===== Excerpt =====

You cannot manage what you do not measure.
This single phrase simply can’t be ignored. Without measurement there is no gauge on progress and it becomes virtually impossible to determine if your efforts are effective at building your business and reaching your goals.
Despite this, I find it incredibly stunning how many business do not take full advantage of the analytic suites available to them. They install what they call ‘tracking’ when in fact, the information they are recording means little to maximizing the effectiveness of there overall objectives.
More specifically, determining how effective a particular channel of the business is often requires tracking visitors through what is called a funnel. In a funnel, the visitor enters at a specific point and is guided toward an end objective. That objective can be anything; a download, a contact us request, or in ecommerce—ideally a sale.
However, a visitor seldom follows a perfect liner path to a conversion. More often they start at one point, go through a series of channels along the way called micro-conversions, go back to a few earlier channels (or find new channels), then complete the final objective—the macro conversion. Each of the micro conversions play a role in the macro conversion, without them, the macro conversion doesn’t happen.
Understanding what micro conversions—or points along the way—they took to complete the objective is critical in fine tuning your marketing efforts at each step. Tracking only the last contact point of the funnel (i.e. the last page or ad the user clicked before they reached the site which in turn lead to the conversion) vs. tracking every point along the way is ineffective and leaves a lot on the table.
Let me illustrate using the following example. A visitor clicks your PPC ad but then after arriving at your site leaves at some point and does not complete the sale. They come across your Facebook page a week later, look over that, then take an offer you had on the page to download more information about a specific product via an email optin—and they leave again.
A week after that they read over the info about the product and click a bookmark they had made of your site upon one of their initial visits. This time they decide to make the purchase.
If you were only tracking from the final entry point to the end conversion you would believe that this conversion originated from a ‘direct referral’ such as a bookmark, by directly tying it into the address bar, or by another similar method—and that is true to a certain extent. The conversion did come after the directly linked to the site, but that was not where the funnel truly started.
You see, the way your customers interact with your entire sales channel, not just part of it, leads to what happens in the end. If you knew exactly which channels they interacted with before they reached the final point leading to a conversion, you could setup more fine tuned marketing efforts at each stop along the way.
Thanks to Google’s introduction of multi-channel sales funnels, the landscape has changed and we are now able to see a more complete representation of the exact path—and even timeframe—taken to a given conversion (in our example 3 weeks from beginning to end.)
Multi-channel sales funnels include tracking for but not limited to:
- Paid and organic search (for all search engines)
- Referral sites
- Social networks
- Email newsletters
- Display ads
- Custom campaigns that you’ve created, including offline campaigns that send traffic to vanity URLs
- And more …
With this new information in front of you it is now possible to see that in fact the first contact with this new customer in our example came through your PPC advertising and not through the direct link alone—and this was approximately 3 weeks prior to the actual conversion occurring. Although initial visit did not produce a sale, it did get them interested enough to get to know your company further (through your Facebook page) and in turn, the information they downloaded after opting in to your email was what might have finally pushed them to come back (through the bookmark) and eventually buy.

===== Entries provided =====

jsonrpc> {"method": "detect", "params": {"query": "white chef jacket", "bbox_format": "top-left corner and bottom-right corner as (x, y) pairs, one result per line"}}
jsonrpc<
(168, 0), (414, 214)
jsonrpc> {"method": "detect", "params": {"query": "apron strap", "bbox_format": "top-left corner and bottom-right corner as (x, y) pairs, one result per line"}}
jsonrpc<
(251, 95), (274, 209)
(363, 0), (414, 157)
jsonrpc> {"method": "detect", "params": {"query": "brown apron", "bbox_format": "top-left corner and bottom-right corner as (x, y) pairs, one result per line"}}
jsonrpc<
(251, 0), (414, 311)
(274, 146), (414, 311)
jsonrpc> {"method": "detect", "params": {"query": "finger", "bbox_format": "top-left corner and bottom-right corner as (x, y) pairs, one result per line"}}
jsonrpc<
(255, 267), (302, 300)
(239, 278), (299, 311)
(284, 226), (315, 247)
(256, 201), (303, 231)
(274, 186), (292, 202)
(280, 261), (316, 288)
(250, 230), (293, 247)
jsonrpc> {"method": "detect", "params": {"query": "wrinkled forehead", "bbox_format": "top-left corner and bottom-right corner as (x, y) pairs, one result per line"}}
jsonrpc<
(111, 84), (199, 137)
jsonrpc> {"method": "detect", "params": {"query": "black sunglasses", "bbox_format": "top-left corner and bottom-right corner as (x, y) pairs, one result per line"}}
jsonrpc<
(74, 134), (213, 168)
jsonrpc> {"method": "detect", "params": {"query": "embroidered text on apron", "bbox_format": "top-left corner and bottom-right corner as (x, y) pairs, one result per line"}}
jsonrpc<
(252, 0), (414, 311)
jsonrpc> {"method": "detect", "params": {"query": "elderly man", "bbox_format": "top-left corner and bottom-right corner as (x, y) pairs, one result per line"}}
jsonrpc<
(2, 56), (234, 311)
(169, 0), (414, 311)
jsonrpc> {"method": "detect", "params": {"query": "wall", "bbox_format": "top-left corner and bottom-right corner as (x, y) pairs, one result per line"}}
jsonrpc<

=====

#### Tasks:
a) From the article on multi-channel sales funnels, list the kinds of traffic that it says multi-channel sales funnels track, leaving out the open-ended final entry.
b) Proceed with the article on multi-channel sales funnels from the point where it stops.

#### Responses to the tasks:
a)
- Paid and organic search (for all search engines)
- Referral sites
- Social networks
- Email newsletters
- Display ads
- Custom campaigns that you've created, including offline campaigns that send traffic to vanity URLs

b)
Armed with this detail, you can now see that without the PPC they likely would not have started the process, and without the information you presented them with for download, they may have gone elsewhere. So each step in the process was an integral part of them making a purchase.
How do you setup and use the multi-channel sales funnels?
You don’t really need to setup multi-channel sales funnels in Google Analytics—they are a set of reports. However, although you do not need to setup anything in particular that directly relates to the reports, you do need a few things active within your Analytics account for the reports to be made available to you.
- You must have either Goals, or Ecommerce Tracking turned on for your website.
- You must be using the new version of Google Analytics (click the “New Version” link from your Analytics dashboard to activate it.)
- Once you’ve got those two items in place, you should now see a new tab called “My Conversions” at the top of your page within Google Analytics. Use that tab to navigate to the multi-channel funnels area.
- For even more detailed information about your advertising campaigns make sure you link your AdWords account to your Analytics account.
More often than not, those who become customers don’t simply follow a straight line path to a resulting conversion. With the various channels available to them today they may click an ad, visit one of your social media pages, follow your tweets, read your emails, and more. If you knew precisely the route they took to generate the final conversion you have more power to optimize your marketing at each point along the way—increasing your opportunity of closing more sales. That’s what multi-channel sales funnels do for your business.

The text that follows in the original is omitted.